--- Given data ---

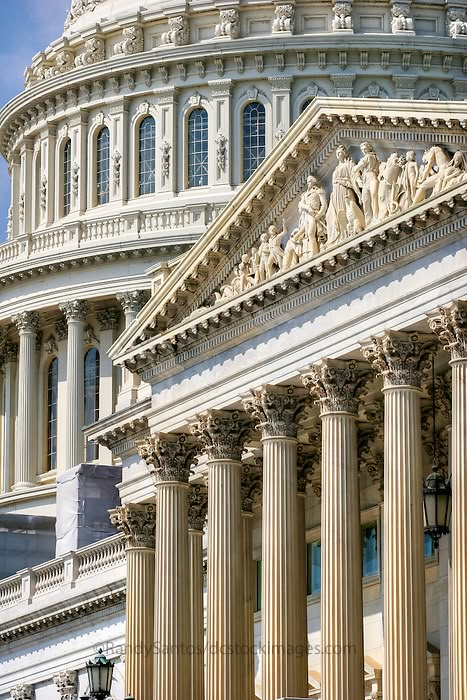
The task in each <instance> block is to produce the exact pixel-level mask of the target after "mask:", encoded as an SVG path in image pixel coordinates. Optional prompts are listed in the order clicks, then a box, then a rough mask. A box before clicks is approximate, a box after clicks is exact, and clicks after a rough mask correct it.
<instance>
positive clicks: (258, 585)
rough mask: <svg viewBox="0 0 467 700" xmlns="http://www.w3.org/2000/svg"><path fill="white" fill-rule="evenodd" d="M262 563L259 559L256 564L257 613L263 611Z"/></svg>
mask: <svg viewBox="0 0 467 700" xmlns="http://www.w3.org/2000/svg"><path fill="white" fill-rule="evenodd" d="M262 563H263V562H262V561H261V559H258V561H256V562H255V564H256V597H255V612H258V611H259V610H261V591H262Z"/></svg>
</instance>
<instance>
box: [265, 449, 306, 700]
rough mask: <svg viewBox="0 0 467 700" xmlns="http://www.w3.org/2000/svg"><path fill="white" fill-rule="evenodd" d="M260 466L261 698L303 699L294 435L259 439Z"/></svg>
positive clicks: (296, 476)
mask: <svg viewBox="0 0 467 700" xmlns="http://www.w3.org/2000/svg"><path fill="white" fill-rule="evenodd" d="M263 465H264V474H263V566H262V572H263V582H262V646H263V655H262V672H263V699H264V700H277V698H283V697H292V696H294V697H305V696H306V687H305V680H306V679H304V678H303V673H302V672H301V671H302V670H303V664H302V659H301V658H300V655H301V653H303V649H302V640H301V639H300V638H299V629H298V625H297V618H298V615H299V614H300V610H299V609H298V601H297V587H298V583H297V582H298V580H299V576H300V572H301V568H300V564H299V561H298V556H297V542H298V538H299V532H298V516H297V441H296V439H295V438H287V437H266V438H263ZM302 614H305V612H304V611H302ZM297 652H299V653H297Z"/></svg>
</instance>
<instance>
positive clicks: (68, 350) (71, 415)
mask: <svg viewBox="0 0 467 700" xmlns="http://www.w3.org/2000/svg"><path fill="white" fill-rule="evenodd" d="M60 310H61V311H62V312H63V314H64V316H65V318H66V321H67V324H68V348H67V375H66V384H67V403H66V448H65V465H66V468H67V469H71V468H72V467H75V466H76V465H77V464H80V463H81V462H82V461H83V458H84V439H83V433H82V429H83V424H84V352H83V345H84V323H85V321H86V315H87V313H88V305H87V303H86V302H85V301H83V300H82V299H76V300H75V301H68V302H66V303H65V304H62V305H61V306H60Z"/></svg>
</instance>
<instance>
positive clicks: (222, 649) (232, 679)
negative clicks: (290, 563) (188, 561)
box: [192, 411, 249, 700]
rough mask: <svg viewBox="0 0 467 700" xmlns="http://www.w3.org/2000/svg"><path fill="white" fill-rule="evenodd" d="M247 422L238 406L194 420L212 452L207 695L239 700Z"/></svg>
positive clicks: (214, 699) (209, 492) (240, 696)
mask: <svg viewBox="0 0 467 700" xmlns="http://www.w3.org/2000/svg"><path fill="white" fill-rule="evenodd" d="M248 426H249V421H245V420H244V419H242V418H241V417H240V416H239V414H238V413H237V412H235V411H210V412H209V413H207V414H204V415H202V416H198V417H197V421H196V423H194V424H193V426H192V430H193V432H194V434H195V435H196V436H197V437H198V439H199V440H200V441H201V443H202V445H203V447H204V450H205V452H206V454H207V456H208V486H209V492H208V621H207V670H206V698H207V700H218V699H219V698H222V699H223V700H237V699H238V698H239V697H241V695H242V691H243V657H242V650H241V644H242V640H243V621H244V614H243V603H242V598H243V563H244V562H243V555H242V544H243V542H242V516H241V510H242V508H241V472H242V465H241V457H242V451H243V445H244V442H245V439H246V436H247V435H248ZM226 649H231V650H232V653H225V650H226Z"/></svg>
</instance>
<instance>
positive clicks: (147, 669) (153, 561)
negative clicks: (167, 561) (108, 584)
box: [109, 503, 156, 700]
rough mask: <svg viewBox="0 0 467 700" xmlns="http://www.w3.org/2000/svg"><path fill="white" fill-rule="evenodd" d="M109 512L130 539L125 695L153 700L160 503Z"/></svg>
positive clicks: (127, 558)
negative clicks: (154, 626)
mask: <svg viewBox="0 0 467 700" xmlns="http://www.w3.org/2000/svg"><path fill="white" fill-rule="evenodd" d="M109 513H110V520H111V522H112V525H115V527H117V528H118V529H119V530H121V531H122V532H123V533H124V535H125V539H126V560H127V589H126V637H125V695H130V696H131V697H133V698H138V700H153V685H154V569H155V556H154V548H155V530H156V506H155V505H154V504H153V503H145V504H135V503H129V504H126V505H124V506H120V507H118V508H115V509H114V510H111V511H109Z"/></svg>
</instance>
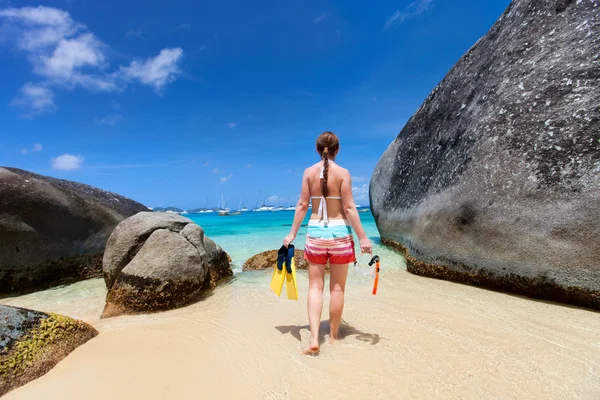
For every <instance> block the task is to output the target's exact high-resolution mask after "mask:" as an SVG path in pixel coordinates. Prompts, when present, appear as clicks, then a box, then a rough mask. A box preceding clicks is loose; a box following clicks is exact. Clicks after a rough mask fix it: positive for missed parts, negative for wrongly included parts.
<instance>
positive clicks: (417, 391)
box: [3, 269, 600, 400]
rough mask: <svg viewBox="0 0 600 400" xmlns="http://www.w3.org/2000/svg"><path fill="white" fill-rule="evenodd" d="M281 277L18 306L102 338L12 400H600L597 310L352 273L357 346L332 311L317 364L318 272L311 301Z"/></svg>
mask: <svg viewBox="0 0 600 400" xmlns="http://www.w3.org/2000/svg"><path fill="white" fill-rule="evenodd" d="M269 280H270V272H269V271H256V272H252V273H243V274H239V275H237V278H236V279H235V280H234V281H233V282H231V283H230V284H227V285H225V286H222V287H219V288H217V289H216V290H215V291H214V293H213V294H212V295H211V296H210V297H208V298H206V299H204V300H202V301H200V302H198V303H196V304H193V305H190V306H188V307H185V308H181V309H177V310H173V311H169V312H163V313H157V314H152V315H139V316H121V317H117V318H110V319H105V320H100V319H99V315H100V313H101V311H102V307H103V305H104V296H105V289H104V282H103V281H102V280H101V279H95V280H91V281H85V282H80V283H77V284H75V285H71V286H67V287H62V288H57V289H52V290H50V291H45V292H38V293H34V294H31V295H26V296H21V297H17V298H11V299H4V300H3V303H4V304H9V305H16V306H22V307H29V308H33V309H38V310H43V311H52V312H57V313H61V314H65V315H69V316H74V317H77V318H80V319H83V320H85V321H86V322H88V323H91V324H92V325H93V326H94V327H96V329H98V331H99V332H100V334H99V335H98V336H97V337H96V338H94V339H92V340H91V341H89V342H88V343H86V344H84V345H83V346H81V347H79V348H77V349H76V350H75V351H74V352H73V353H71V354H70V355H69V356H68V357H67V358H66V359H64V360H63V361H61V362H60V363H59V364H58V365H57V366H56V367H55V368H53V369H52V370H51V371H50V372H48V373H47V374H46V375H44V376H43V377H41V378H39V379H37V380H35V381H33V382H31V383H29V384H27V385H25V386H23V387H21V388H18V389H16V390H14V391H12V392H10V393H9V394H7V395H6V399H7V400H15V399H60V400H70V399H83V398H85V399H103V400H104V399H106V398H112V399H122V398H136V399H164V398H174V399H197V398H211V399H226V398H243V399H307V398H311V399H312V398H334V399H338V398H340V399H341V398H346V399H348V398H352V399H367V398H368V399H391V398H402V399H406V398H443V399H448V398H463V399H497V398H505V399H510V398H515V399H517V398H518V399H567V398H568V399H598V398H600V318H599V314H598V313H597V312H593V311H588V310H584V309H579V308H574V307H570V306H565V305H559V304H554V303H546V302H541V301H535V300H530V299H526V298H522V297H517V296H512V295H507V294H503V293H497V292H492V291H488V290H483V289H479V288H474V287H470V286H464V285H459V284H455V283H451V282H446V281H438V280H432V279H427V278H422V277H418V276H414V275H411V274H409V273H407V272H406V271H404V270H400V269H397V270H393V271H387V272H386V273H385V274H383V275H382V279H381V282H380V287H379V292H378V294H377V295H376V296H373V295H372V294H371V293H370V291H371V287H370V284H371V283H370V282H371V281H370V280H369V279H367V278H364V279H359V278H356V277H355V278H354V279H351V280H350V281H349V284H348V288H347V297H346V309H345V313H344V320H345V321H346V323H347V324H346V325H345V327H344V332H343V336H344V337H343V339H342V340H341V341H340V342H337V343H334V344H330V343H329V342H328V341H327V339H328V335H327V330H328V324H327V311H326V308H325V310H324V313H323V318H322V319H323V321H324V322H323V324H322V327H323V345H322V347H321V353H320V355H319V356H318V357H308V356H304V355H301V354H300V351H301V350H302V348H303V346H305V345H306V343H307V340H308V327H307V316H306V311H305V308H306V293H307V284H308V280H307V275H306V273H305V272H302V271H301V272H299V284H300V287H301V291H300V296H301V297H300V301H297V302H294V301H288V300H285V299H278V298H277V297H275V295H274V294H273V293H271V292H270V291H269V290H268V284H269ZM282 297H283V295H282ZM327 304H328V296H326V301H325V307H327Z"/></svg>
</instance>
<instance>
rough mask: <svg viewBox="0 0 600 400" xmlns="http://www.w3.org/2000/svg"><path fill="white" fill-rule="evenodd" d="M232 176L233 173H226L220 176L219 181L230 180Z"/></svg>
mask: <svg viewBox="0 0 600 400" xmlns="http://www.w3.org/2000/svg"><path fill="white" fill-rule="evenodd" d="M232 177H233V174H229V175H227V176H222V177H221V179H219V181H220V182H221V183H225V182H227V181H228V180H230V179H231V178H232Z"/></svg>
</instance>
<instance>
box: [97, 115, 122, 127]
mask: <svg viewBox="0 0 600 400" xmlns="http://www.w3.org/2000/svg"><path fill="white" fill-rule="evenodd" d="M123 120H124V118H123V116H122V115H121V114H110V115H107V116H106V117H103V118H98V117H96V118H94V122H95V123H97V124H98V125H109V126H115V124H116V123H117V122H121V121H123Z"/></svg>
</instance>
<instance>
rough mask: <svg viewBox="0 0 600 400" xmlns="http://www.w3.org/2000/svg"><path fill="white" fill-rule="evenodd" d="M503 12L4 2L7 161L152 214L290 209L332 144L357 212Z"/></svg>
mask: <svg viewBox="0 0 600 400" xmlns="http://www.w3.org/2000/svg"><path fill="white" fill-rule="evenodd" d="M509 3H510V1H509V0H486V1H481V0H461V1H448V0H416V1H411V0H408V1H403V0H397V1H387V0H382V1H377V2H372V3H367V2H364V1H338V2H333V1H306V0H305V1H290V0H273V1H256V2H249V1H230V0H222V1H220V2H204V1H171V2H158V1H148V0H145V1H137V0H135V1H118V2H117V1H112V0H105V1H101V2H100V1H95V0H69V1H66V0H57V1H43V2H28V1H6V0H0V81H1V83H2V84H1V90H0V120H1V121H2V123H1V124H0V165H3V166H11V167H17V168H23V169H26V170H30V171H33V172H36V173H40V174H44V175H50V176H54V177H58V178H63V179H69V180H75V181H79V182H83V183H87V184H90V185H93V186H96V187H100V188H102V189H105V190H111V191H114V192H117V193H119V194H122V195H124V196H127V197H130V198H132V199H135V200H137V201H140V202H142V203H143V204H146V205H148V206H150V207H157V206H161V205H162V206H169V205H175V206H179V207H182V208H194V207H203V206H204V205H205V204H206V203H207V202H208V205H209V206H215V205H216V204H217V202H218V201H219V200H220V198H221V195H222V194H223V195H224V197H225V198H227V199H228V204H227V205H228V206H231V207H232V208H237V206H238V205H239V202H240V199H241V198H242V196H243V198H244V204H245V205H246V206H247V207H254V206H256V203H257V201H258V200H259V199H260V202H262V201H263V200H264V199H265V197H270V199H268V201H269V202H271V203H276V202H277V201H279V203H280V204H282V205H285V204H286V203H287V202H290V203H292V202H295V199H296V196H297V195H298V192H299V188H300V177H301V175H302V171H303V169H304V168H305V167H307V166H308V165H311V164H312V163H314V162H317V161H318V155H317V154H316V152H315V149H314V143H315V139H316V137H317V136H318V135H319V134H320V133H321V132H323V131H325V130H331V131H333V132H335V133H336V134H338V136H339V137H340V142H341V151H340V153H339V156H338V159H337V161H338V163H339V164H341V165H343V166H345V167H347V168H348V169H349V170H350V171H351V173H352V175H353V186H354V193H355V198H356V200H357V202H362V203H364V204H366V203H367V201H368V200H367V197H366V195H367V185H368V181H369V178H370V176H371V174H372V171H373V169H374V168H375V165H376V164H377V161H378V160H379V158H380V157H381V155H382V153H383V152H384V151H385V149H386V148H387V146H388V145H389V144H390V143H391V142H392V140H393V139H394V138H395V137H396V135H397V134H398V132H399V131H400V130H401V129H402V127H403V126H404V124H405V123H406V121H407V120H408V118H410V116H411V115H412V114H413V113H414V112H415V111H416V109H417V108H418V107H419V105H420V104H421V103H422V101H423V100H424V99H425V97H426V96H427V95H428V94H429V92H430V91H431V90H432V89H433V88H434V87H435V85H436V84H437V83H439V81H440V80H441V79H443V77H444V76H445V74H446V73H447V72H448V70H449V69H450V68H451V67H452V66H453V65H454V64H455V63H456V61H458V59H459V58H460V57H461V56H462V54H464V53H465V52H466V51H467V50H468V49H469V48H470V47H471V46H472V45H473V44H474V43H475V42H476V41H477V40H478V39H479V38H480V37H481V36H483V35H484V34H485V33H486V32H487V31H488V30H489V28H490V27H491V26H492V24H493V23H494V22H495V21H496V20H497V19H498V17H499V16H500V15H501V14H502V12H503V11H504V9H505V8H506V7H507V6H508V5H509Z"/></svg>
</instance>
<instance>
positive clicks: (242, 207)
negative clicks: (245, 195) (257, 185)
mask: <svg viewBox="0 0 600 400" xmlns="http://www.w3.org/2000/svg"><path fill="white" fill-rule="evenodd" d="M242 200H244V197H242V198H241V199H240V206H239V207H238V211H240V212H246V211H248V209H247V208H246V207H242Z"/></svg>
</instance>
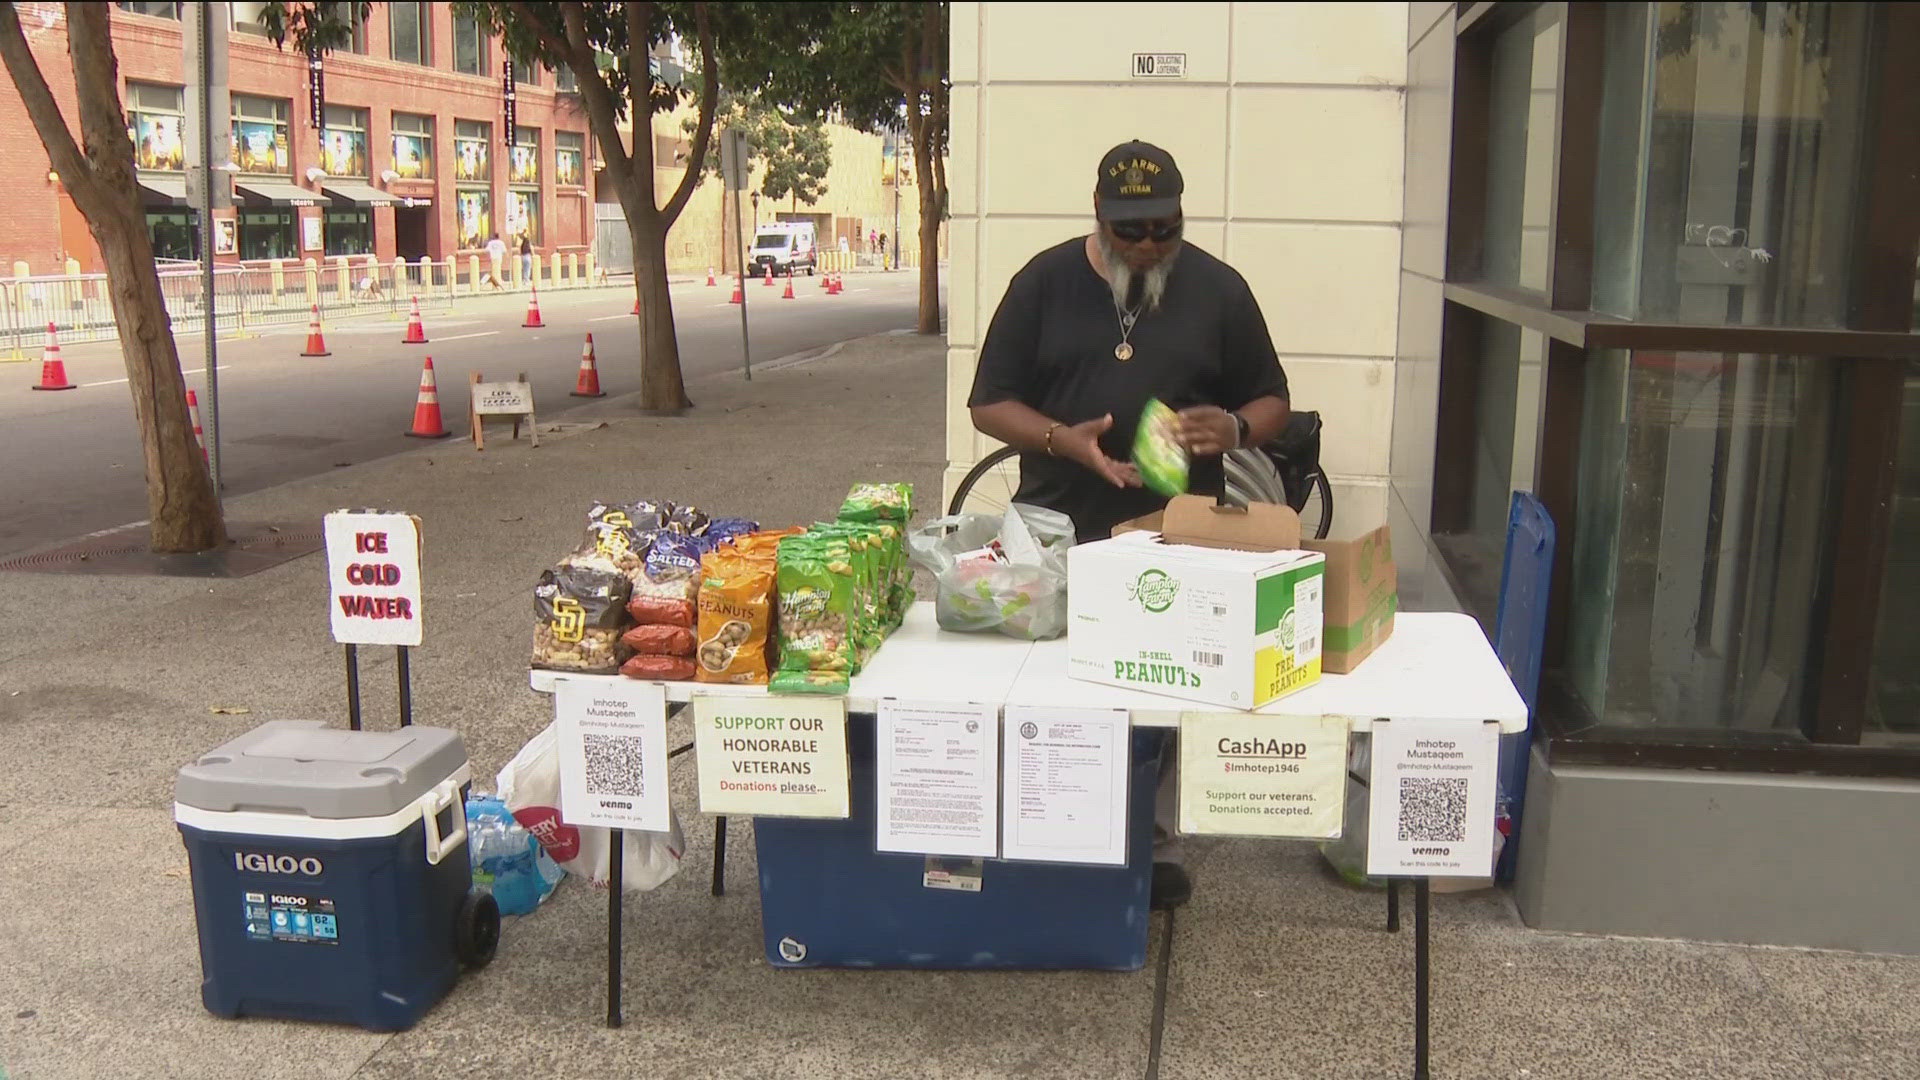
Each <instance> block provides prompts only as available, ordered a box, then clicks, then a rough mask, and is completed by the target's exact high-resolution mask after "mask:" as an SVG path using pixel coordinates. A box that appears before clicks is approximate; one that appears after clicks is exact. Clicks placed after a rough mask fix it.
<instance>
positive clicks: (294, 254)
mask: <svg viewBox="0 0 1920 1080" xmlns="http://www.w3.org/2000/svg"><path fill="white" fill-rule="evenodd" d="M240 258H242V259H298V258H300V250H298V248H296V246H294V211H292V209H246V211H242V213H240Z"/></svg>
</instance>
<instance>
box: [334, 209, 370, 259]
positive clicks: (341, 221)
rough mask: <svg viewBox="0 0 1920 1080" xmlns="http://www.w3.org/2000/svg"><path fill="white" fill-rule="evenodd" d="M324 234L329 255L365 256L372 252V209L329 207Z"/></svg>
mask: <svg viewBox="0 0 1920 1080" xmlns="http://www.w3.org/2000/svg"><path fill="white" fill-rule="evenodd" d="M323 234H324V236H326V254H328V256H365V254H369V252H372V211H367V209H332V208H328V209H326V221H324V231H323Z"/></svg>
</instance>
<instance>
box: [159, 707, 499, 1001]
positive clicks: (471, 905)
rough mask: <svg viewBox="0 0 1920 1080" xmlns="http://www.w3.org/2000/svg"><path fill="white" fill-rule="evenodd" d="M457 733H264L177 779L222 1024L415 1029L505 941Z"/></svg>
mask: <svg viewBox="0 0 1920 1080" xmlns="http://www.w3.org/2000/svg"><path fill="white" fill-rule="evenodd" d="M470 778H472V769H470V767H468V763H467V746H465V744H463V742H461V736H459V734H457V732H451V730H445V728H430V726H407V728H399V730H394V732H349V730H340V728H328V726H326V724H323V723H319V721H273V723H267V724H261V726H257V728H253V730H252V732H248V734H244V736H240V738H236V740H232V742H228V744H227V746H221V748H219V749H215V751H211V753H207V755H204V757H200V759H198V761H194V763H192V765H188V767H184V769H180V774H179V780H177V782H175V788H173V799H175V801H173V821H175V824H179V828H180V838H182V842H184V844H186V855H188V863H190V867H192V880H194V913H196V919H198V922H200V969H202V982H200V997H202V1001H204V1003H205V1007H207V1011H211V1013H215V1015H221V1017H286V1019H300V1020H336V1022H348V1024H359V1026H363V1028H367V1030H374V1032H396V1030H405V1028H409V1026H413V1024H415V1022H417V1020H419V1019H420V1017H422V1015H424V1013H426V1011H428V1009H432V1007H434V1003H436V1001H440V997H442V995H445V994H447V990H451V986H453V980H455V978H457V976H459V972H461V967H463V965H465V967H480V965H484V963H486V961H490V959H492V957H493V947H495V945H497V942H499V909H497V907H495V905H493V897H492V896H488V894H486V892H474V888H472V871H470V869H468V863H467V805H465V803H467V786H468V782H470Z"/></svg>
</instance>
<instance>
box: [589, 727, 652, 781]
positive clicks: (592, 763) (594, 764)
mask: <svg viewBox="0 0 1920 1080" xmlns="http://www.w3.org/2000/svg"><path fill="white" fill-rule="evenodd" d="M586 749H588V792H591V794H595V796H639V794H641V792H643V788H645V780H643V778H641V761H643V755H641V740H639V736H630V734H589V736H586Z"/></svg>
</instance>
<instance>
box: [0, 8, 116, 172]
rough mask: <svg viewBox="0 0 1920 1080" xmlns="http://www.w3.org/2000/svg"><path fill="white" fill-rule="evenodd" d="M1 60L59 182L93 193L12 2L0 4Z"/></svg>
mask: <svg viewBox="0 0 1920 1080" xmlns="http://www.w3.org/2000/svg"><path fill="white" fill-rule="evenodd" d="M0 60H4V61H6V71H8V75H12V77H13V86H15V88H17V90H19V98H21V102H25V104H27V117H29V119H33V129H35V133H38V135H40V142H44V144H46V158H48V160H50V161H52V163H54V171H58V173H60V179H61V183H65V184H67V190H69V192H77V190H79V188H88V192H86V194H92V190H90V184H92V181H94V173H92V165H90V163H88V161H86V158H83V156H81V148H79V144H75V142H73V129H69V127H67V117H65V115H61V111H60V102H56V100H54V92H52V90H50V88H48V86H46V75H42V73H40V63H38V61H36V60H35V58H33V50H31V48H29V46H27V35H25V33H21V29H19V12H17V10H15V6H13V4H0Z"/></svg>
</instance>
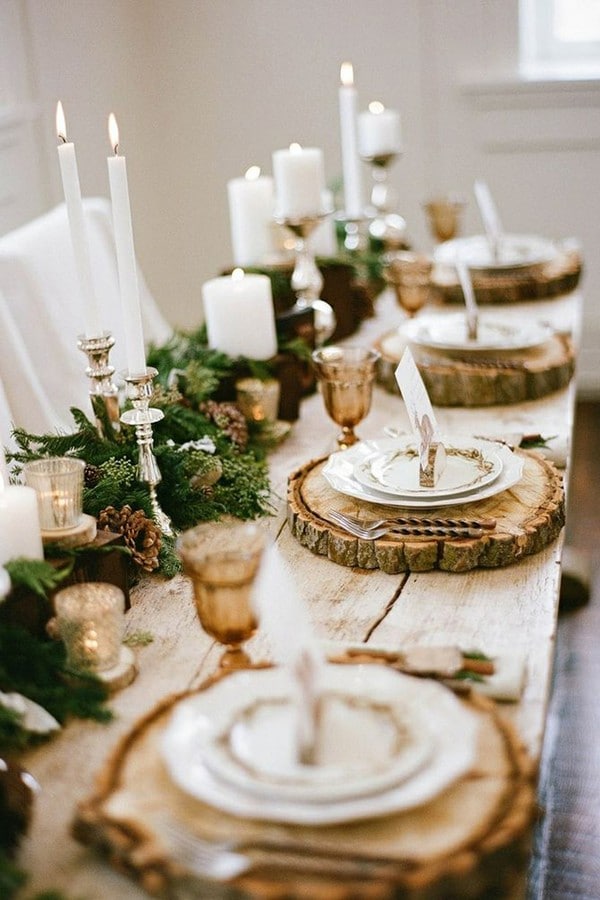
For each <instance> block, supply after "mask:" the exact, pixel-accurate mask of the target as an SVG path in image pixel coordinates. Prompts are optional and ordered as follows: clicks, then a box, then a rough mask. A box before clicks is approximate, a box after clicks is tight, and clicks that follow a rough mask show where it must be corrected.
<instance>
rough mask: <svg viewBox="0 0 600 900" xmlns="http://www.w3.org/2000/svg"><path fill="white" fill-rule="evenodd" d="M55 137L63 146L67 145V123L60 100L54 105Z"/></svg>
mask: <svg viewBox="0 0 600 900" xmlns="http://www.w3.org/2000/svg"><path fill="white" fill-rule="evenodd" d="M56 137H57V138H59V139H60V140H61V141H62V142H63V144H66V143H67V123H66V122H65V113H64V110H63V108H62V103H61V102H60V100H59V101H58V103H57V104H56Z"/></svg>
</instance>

---

Only the lines from the line with "137L63 146L67 145V123L60" to the final line of the entries are to be returned, each exactly as written, both ends included.

rough mask: <svg viewBox="0 0 600 900" xmlns="http://www.w3.org/2000/svg"><path fill="white" fill-rule="evenodd" d="M55 137L63 146L67 145V123L60 100L54 105Z"/></svg>
mask: <svg viewBox="0 0 600 900" xmlns="http://www.w3.org/2000/svg"><path fill="white" fill-rule="evenodd" d="M56 137H57V138H59V139H60V140H61V141H62V142H63V144H66V143H67V123H66V122H65V113H64V110H63V108H62V103H61V102H60V100H59V101H58V103H57V104H56Z"/></svg>
</instance>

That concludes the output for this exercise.